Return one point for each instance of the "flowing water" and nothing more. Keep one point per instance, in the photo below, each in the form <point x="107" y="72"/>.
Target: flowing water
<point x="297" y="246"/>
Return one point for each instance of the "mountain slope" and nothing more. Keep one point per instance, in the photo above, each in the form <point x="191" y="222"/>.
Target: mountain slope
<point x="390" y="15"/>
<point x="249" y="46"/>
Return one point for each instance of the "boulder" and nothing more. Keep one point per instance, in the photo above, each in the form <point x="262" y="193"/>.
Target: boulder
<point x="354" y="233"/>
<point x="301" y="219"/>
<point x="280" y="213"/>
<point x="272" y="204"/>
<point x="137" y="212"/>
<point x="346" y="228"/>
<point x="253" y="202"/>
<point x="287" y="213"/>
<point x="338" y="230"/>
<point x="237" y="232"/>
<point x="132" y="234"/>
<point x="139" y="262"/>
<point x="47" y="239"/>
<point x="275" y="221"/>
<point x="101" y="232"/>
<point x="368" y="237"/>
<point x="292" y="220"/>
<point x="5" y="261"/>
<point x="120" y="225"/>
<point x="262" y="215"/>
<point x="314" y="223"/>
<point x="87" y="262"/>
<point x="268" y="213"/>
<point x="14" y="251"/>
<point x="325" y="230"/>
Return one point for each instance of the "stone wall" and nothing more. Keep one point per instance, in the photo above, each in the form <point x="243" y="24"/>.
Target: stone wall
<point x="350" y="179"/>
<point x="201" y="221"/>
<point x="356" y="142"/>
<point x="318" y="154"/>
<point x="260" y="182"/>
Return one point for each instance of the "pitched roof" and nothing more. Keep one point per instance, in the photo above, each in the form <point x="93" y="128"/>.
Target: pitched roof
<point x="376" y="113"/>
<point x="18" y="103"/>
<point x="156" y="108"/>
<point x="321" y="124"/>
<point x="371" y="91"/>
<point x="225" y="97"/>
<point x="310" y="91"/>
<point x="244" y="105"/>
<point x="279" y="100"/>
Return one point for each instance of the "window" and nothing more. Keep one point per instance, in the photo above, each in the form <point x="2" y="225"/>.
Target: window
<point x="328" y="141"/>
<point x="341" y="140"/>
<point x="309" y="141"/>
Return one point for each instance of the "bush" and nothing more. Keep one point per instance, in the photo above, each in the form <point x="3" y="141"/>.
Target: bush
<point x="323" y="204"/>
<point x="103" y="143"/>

────────────────────

(Exercise brief)
Repeat, exactly and only, the lines above from the one containing "Target: flowing water" through the end of the material.

(Exercise response)
Target: flowing water
<point x="297" y="246"/>
Return one point for each instance of the "mountain slope" and nothing more. Keep one point per instance, in the photo above, each in the form <point x="191" y="222"/>.
Target: mountain slope
<point x="390" y="15"/>
<point x="249" y="46"/>
Return one point for each instance of the "boulder" and nothing more. Keep one point per instance, in the photo above, each in the form <point x="262" y="193"/>.
Target: boulder
<point x="354" y="233"/>
<point x="301" y="219"/>
<point x="280" y="213"/>
<point x="272" y="204"/>
<point x="137" y="212"/>
<point x="346" y="228"/>
<point x="253" y="202"/>
<point x="287" y="213"/>
<point x="338" y="230"/>
<point x="237" y="232"/>
<point x="132" y="234"/>
<point x="139" y="262"/>
<point x="47" y="239"/>
<point x="275" y="221"/>
<point x="101" y="232"/>
<point x="368" y="237"/>
<point x="292" y="220"/>
<point x="5" y="261"/>
<point x="120" y="225"/>
<point x="262" y="215"/>
<point x="314" y="223"/>
<point x="87" y="262"/>
<point x="268" y="213"/>
<point x="14" y="251"/>
<point x="325" y="230"/>
Return one point for each instance of the "stone wall" and nothing more. Keep one point per instance, in the photo above, each in the form <point x="243" y="24"/>.
Target: stone wall
<point x="350" y="179"/>
<point x="201" y="221"/>
<point x="356" y="142"/>
<point x="318" y="154"/>
<point x="260" y="182"/>
Return one point for each instance of the "pitched roof" and nothing more. Keep one point per instance, in the photo above, each in the form <point x="93" y="128"/>.
Target: pitched roof
<point x="376" y="113"/>
<point x="18" y="103"/>
<point x="156" y="108"/>
<point x="321" y="124"/>
<point x="371" y="91"/>
<point x="225" y="97"/>
<point x="310" y="91"/>
<point x="244" y="105"/>
<point x="279" y="100"/>
Return one point for each instance of the "window" and nothing more. Keep one point per instance, in the photo above, each in the form <point x="2" y="225"/>.
Target: window
<point x="328" y="141"/>
<point x="341" y="140"/>
<point x="309" y="141"/>
Return one point for each instance of the "bush" and nothing more. Keep one point per instance, in the photo above, each in the form <point x="3" y="141"/>.
Target: bush
<point x="323" y="204"/>
<point x="103" y="143"/>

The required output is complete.